## [GIVEN PROBLEM]
Shift each coordinate in the answer boxes up by 99. Then write out every line of the items from the very first one through the line that has "xmin=953 ymin=96 xmax=1273 ymax=630", leaving all other lines unchanged.

## [PROVIDED MATERIAL]
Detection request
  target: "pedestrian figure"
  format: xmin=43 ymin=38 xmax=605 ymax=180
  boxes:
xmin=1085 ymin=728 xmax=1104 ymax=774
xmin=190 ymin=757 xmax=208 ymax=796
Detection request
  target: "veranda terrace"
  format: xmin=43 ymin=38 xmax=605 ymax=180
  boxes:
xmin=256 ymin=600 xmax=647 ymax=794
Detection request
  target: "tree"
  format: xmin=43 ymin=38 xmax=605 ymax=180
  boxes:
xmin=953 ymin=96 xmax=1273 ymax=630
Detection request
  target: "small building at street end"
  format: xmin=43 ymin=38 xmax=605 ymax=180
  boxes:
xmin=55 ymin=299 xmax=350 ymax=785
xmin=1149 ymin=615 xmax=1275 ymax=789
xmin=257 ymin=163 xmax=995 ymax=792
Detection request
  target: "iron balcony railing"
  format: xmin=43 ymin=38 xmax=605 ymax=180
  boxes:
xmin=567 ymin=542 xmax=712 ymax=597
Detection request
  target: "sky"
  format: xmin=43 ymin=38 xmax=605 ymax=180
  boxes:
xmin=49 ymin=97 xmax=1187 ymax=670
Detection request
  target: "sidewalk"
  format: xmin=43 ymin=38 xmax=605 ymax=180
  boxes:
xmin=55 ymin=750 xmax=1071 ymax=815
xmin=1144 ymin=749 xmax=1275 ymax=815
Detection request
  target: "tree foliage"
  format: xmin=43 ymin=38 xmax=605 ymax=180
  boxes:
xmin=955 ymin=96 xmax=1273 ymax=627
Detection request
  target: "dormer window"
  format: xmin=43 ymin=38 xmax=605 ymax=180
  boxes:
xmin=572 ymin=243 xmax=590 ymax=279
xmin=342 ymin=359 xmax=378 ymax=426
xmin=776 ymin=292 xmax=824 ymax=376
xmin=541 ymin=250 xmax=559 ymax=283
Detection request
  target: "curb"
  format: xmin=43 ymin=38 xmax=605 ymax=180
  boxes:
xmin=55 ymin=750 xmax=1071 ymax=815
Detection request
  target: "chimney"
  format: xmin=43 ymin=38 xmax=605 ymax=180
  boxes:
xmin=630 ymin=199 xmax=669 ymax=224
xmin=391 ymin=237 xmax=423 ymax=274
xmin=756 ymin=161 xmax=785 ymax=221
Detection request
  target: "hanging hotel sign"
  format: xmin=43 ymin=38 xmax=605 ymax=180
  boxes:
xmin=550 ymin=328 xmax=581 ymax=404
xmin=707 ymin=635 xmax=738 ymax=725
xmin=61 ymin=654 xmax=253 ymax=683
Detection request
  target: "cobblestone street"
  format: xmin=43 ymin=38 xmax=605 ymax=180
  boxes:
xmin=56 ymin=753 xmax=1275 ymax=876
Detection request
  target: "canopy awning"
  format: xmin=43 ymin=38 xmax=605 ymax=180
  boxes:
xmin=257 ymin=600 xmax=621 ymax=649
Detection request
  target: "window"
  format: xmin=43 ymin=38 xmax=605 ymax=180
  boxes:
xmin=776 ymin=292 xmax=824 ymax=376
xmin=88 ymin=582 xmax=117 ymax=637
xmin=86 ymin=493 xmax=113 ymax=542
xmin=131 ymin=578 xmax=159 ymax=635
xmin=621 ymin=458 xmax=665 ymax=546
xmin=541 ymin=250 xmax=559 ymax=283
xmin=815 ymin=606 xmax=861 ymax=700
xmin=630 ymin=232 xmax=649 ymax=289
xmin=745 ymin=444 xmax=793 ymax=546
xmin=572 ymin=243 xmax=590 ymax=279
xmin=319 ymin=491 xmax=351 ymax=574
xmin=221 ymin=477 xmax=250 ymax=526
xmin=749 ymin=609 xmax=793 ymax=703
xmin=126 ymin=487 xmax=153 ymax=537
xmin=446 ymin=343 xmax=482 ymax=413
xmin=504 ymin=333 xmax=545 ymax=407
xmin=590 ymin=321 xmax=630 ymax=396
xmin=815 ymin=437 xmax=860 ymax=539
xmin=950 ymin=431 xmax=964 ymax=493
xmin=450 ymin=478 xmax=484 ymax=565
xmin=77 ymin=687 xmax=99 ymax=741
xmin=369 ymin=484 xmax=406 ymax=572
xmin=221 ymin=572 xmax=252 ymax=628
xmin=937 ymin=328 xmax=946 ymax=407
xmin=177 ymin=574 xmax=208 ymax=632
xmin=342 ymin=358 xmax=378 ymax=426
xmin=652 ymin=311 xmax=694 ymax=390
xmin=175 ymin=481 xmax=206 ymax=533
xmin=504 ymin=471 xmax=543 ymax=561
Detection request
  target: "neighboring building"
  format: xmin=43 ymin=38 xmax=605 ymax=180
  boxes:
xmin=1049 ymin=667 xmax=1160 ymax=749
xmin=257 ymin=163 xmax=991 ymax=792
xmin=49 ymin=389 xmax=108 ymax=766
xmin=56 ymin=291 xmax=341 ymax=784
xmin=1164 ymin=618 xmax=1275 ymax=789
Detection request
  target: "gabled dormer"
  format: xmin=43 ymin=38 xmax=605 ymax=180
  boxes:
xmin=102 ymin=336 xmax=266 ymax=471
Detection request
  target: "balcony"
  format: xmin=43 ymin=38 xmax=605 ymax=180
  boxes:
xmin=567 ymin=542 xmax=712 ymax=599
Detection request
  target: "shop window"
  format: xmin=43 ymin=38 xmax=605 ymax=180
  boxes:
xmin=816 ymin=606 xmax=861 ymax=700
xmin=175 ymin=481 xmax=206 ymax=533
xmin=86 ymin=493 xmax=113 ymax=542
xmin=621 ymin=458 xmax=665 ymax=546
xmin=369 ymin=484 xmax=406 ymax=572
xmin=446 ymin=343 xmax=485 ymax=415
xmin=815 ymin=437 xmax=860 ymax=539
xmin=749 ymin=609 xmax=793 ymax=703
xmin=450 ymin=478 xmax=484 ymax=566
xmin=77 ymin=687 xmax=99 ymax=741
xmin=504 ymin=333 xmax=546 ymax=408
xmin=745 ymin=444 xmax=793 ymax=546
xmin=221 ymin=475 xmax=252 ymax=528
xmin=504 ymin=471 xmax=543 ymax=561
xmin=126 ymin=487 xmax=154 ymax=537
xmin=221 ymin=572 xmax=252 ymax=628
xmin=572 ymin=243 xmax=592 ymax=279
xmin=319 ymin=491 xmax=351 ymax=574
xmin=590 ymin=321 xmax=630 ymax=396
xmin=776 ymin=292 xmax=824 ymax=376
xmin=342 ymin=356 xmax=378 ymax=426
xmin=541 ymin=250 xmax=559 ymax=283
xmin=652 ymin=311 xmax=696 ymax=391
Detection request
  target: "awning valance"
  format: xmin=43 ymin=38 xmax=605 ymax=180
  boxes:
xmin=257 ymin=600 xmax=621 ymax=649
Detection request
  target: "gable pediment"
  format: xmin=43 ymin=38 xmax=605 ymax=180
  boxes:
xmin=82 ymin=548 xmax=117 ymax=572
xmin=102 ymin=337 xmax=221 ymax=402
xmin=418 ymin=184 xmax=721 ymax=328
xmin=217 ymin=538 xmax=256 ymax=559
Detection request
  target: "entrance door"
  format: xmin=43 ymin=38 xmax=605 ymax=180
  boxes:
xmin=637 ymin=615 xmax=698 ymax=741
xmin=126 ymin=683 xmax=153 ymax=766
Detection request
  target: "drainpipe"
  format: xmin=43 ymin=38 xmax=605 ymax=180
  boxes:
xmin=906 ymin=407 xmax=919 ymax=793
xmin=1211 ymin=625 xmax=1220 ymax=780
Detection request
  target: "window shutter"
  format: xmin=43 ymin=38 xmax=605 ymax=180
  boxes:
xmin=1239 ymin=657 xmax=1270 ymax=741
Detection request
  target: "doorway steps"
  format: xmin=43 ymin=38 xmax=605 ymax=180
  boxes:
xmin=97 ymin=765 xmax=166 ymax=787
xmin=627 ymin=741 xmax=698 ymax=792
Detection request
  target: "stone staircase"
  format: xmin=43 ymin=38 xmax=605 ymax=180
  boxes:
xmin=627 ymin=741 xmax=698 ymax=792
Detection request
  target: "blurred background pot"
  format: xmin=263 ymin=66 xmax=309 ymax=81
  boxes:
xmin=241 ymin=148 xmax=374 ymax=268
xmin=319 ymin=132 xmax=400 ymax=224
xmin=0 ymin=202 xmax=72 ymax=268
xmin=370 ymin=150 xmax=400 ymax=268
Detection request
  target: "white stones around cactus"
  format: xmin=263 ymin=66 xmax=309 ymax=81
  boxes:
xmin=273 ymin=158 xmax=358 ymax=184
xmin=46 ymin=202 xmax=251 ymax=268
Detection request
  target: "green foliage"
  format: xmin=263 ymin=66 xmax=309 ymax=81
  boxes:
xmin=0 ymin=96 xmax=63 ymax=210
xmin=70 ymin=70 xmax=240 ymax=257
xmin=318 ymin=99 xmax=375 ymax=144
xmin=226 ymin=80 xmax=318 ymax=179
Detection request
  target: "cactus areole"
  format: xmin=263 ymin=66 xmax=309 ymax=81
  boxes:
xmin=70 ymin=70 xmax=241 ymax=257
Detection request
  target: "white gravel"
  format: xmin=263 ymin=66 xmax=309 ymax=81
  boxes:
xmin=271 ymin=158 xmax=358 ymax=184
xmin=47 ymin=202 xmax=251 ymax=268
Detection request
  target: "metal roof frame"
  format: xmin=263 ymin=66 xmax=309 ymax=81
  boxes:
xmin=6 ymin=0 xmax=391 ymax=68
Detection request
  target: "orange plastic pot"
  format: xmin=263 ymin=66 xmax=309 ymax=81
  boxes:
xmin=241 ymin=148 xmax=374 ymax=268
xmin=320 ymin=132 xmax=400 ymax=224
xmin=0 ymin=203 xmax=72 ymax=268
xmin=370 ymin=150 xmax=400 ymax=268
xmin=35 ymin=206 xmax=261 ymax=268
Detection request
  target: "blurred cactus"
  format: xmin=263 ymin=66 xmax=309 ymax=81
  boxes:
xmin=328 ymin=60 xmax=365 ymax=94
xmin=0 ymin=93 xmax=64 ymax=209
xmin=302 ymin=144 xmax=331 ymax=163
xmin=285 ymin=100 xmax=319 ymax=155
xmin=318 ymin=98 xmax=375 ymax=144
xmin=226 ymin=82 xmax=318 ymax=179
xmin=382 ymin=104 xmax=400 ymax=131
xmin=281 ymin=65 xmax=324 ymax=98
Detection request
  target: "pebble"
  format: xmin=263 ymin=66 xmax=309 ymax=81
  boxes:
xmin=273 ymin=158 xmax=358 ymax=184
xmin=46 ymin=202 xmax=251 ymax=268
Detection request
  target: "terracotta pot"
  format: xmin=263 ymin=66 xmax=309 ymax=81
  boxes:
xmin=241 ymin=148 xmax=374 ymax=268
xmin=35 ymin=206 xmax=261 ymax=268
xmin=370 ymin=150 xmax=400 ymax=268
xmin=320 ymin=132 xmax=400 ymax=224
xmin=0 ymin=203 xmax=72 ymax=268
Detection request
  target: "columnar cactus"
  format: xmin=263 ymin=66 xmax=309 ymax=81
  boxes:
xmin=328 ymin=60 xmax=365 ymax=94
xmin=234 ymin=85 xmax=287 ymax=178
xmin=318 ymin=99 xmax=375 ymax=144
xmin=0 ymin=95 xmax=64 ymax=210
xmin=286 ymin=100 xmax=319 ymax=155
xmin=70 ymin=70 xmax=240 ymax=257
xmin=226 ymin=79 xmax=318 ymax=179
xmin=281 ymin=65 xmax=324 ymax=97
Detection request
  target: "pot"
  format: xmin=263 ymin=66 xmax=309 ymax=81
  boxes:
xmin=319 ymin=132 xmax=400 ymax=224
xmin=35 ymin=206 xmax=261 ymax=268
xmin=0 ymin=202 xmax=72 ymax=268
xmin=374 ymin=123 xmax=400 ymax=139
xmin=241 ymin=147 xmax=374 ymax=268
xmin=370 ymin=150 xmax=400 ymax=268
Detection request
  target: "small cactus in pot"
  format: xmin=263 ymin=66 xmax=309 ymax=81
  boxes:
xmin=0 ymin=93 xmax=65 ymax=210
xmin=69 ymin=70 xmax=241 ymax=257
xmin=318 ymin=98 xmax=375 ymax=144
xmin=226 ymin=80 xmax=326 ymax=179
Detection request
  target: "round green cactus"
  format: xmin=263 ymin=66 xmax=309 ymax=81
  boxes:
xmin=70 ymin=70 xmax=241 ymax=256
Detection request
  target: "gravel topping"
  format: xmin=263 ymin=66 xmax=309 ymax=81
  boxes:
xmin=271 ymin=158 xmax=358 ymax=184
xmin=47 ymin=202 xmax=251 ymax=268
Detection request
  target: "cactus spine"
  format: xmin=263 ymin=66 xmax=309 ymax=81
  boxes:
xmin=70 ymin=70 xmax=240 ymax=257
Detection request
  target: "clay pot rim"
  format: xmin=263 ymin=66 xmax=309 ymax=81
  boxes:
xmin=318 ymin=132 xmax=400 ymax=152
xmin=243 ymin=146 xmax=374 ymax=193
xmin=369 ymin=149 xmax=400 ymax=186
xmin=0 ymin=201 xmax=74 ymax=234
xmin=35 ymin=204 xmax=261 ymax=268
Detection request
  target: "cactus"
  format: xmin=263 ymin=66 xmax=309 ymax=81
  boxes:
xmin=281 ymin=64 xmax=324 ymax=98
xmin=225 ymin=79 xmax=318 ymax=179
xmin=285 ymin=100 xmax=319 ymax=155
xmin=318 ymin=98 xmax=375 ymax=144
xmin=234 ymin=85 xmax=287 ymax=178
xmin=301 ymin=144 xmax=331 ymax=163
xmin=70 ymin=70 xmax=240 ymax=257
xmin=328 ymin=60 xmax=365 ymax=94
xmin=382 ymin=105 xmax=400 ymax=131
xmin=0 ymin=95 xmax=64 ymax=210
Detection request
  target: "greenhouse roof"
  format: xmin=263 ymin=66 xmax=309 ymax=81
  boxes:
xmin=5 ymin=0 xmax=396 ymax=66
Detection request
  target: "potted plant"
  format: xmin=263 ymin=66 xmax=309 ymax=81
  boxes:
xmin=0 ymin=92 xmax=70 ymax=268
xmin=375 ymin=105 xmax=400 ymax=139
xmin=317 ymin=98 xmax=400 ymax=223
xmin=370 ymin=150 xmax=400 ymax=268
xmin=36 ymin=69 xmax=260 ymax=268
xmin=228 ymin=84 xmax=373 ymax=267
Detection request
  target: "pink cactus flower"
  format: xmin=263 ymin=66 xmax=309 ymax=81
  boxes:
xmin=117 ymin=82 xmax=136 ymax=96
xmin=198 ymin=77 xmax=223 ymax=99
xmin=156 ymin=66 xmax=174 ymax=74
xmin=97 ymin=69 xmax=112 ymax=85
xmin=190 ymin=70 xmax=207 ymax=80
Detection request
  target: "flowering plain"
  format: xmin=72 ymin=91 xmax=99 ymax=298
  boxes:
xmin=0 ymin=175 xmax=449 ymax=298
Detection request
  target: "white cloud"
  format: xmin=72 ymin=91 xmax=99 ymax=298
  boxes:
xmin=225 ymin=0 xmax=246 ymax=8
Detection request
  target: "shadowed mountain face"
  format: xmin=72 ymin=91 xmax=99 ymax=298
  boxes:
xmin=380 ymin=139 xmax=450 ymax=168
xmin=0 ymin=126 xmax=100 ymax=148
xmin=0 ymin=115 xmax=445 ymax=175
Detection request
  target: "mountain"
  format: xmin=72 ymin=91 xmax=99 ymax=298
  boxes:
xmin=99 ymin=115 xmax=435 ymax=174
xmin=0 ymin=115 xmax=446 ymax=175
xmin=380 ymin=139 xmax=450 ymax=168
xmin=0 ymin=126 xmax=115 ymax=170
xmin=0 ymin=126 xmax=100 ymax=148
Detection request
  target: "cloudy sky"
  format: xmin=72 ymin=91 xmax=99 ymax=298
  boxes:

## [ANSWER TO THE PROBLEM]
Detection request
  target: "pedestrian figure"
  format: xmin=43 ymin=38 xmax=605 ymax=180
  boxes:
xmin=1184 ymin=827 xmax=1203 ymax=873
xmin=289 ymin=856 xmax=307 ymax=895
Detection request
  target: "veranda terrace"
  format: xmin=43 ymin=38 xmax=605 ymax=180
  boxes:
xmin=355 ymin=699 xmax=746 ymax=893
Detection request
  target: "tree"
  format: xmin=43 ymin=38 xmax=605 ymax=180
  boxes:
xmin=1052 ymin=195 xmax=1372 ymax=729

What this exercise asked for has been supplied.